● OBJECTIVE
Show each line of the records below that contains the string "item", copied in full. Case counts when matching.

● PROVIDED DATA
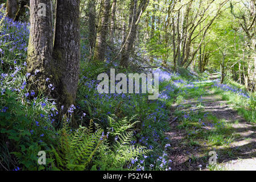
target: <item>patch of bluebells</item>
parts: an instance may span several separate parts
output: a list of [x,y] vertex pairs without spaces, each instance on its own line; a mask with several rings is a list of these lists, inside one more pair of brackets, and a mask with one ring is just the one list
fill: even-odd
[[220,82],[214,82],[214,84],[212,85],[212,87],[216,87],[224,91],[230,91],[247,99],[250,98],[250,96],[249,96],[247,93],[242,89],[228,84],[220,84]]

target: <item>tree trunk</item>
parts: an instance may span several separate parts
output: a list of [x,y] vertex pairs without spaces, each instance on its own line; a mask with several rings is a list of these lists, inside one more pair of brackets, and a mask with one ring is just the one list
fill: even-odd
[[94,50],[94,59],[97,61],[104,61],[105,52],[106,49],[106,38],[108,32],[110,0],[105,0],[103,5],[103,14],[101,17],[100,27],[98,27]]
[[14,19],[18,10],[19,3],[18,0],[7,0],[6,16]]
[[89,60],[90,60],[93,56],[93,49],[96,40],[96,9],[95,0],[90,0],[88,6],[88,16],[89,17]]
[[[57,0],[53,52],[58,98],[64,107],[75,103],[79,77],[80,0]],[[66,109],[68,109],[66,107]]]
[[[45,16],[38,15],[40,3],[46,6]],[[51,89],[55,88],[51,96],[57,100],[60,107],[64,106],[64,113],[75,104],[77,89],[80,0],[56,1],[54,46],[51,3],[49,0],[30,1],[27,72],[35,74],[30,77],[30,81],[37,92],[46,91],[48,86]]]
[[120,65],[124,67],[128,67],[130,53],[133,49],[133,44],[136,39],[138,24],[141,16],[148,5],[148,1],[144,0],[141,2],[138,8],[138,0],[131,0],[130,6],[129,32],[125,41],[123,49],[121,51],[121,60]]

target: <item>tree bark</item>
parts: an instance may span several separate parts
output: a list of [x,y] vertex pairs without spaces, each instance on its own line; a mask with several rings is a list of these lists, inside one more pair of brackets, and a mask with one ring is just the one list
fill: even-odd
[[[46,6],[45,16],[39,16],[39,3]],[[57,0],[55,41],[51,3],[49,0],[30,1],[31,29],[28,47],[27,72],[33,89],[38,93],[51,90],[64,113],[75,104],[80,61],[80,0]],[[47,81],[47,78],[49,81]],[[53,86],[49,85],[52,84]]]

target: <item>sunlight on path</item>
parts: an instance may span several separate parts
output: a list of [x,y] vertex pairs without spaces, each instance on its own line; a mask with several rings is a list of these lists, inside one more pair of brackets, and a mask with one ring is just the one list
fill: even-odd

* * *

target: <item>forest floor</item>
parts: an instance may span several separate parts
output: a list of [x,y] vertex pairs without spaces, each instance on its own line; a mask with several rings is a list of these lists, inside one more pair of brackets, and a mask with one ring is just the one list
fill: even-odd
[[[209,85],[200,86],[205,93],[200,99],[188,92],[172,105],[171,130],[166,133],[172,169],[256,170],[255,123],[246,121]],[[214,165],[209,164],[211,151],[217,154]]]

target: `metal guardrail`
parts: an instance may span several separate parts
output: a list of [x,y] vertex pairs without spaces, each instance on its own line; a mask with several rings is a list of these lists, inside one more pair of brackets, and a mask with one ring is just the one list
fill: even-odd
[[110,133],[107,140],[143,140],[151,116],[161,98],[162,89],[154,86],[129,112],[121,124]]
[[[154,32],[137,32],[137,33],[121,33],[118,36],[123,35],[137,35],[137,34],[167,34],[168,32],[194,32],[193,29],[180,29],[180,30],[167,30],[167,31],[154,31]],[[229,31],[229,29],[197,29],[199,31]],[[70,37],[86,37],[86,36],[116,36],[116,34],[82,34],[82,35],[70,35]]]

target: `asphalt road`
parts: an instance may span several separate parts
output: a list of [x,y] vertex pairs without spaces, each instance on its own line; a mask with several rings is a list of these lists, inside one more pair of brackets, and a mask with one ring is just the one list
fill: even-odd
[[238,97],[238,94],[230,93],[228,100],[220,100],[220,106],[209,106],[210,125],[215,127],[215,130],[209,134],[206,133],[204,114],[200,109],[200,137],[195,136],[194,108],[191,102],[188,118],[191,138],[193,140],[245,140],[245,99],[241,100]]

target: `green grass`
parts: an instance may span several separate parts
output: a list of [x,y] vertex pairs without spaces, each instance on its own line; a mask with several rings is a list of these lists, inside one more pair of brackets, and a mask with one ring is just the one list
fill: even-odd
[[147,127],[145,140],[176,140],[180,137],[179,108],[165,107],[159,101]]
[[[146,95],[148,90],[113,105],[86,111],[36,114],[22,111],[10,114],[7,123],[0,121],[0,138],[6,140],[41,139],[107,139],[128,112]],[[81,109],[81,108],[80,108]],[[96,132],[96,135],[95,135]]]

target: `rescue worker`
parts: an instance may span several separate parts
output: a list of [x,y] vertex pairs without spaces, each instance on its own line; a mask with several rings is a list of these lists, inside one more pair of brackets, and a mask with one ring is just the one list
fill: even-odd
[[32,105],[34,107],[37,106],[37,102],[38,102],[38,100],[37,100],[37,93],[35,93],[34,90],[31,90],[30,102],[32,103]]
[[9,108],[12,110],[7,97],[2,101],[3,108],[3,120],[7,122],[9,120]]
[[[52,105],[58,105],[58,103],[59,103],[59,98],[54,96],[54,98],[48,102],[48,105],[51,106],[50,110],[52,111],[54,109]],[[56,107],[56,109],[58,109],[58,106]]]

...

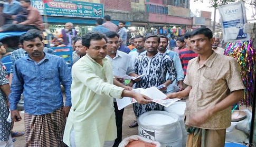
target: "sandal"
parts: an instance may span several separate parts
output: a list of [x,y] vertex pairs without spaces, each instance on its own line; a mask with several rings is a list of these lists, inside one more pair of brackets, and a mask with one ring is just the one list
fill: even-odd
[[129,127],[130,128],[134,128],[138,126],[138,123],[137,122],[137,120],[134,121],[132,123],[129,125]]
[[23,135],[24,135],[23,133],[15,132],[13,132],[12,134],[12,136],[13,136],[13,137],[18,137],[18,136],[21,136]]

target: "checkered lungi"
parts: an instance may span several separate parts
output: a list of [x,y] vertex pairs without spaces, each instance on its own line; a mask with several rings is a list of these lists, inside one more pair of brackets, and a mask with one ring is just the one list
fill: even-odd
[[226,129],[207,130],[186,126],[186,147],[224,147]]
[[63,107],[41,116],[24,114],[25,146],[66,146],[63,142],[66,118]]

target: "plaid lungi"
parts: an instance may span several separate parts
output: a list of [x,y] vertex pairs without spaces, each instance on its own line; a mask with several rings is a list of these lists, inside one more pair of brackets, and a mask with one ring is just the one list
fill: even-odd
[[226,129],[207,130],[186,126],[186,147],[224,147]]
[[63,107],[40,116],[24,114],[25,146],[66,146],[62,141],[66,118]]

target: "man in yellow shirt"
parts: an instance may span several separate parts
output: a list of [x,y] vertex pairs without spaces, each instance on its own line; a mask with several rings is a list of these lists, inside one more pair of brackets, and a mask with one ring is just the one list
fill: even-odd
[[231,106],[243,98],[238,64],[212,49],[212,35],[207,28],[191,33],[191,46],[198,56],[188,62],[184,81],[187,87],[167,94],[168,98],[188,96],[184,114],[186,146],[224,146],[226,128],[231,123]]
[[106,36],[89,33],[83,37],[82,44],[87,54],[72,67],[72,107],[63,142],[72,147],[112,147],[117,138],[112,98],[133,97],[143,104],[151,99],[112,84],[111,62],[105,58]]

● RESULT
target: <item>patch of bluebells</item>
target: <item>tree trunk</item>
target: <item>tree bark</item>
target: <item>sunlight on path</item>
target: <item>forest floor</item>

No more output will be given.